_Excerpt to read_:
▬▬▬▬▬▬

# CZR - CZR Resources



## pussycat2005 (30 August 2006)

30 August 2006
COZIRON RESOURCE’S SUCCESSFUL MARKET DEBUT
New Indonesian explorer Coziron Resources Ltd (“Coziron”) had a successful debut on
the Australian Stock Exchange (“ASX”) yesterday with shares in the company opening at
23.5 cents, closing at end of trading at 24 cents; a 20% premium to it’s issue price of 20
cents.
Coziron’s successful opening followed on from it’s over subscribed initial public offering
of $3.5 million.
Coziron will focus initial exploration efforts on its Rawang Gadang (“Rawang”) iron ore
project in Western Sumatra. Drilling is proposed to commence towards the end of
September 2006.
The initial drilling program will comprise approximately 3000 metres of RC drilling in 40
holes and is designed to expand and better define the high grade magnetite deposit at
Rawang.
Coziron will also focus on meeting the off-take agreement with Chinese iron ore importer
China Kingdom International Group, which also has a 5% stake in the Company.
In the coming months Coziron will continue with further programs of exploration drilling
at Rawang and other prospects within it’s large regional tenement base in Sumatra.
For further information please contact:
Lam Fatt Tan (Executive Director – Corporate) or
Greg Burns (Executive Director – Technical)
Telephone: (08) 9227 7766
www.coziron.com


----------



## pussycat2005 (30 August 2006)

czr closed up 18%  
has anyone done any research on this stock or have an opinion. 

cheers  
p


----------



## Dr Stock (31 August 2006)

*Coziron*

Is anybody looking at this stock. It recently listed and is looking at an iron ore project in Indonesia. 

(CZR)


----------



## springhill (2 August 2012)

MC - $31m
SP - 7c
Shares - 454m
Options - Nil
Cash - $1.1m

On about 24 July 2012 Coziron entered into three deeds to vary the terms of the original three individual Share Sale and Purchase Agreements with Zanthus Resources Pty Ltd, Buddadoo Metals Pty Ltd and King X Pty Ltd dated 30 December 2011.
All three Agreements are virtually identical and are varied by the execution of three virtually identical Deeds of Variation and Restatement. The material variations to the Agreements as a result of the execution of the Deeds are as follows:
1) at all times until completion, the purchaser having completed a capital raising, maintaining an amount of not less than $2 million in its account designated the “Share Proceeds Account”, or such lesser amount as the vendor approves.

▬▬▬▬▬▬

_Data lines_:
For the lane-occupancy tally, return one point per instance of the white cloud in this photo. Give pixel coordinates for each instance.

▬▬▬▬▬▬

_Required actions_:
1/ In the CZR Resources forum thread, what price did Coziron shares close at on their first day of trading?
2/ Repeat the part of the CZR Resources forum thread from "The initial drilling" up to and including "in the Company.".

_Results_:
1/ They closed at 24 cents.

2/
The initial drilling program will comprise approximately 3000 metres of RC drilling in 40
holes and is designed to expand and better define the high grade magnetite deposit at
Rawang.
Coziron will also focus on meeting the off-take agreement with Chinese iron ore importer
China Kingdom International Group, which also has a 5% stake in the Company.